** Exercise **
Rewrite the lines below as a JSON list of strings, one string per line, omitting blank lines. Leave the pictures out of the list.

** Record set **
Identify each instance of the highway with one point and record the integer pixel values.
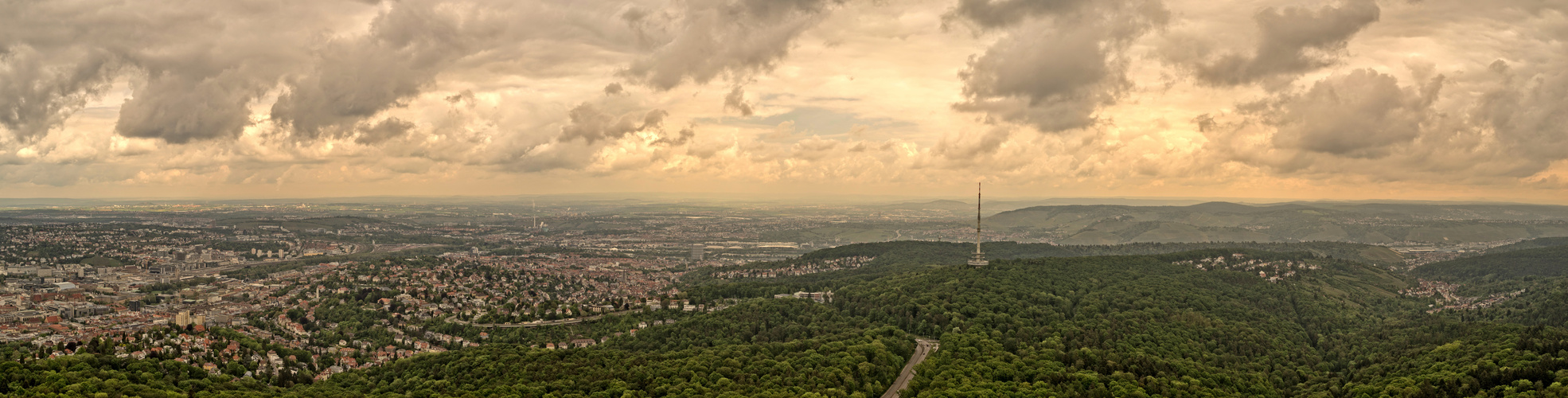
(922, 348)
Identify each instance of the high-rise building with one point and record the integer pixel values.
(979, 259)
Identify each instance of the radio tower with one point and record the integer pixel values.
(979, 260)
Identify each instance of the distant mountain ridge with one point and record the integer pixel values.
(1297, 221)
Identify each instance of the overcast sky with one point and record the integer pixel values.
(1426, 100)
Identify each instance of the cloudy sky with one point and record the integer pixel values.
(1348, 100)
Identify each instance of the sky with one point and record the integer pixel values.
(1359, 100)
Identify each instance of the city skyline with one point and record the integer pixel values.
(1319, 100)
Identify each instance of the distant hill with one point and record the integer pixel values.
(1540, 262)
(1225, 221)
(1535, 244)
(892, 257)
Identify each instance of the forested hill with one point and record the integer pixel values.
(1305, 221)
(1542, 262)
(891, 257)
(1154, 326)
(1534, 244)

** Exercise solution **
[
  "Identify each instance of the highway with one point and record the integer pixel values.",
  "(922, 348)",
  "Identify each instance of the high-rise building with one point and record the integer pixel values.",
  "(979, 259)",
  "Identify each instance of the radio tower with one point and record the integer pixel values.",
  "(979, 260)",
  "Identify each instance of the distant mountain ridge with one point and record the integer pixel values.",
  "(1297, 221)",
  "Identify each instance of the overcast sky with one point and record the integer pixel values.",
  "(1426, 100)",
  "Identify each instance of the cloudy sky with one point and record the integer pixel values.",
  "(1348, 100)",
  "Identify each instance of the sky with one point and record the integer pixel values.",
  "(1359, 100)",
  "Identify each instance of the city skyline with one point and record the integer pixel values.",
  "(1319, 100)",
  "Identify each instance of the distant hill with one point and record the integer pixel values.",
  "(1540, 262)",
  "(1225, 221)",
  "(1535, 244)",
  "(892, 257)",
  "Identify each instance of the forested hill with one point and record the integer pixel values.",
  "(1305, 221)",
  "(1542, 262)",
  "(891, 257)",
  "(1154, 326)",
  "(1534, 244)"
]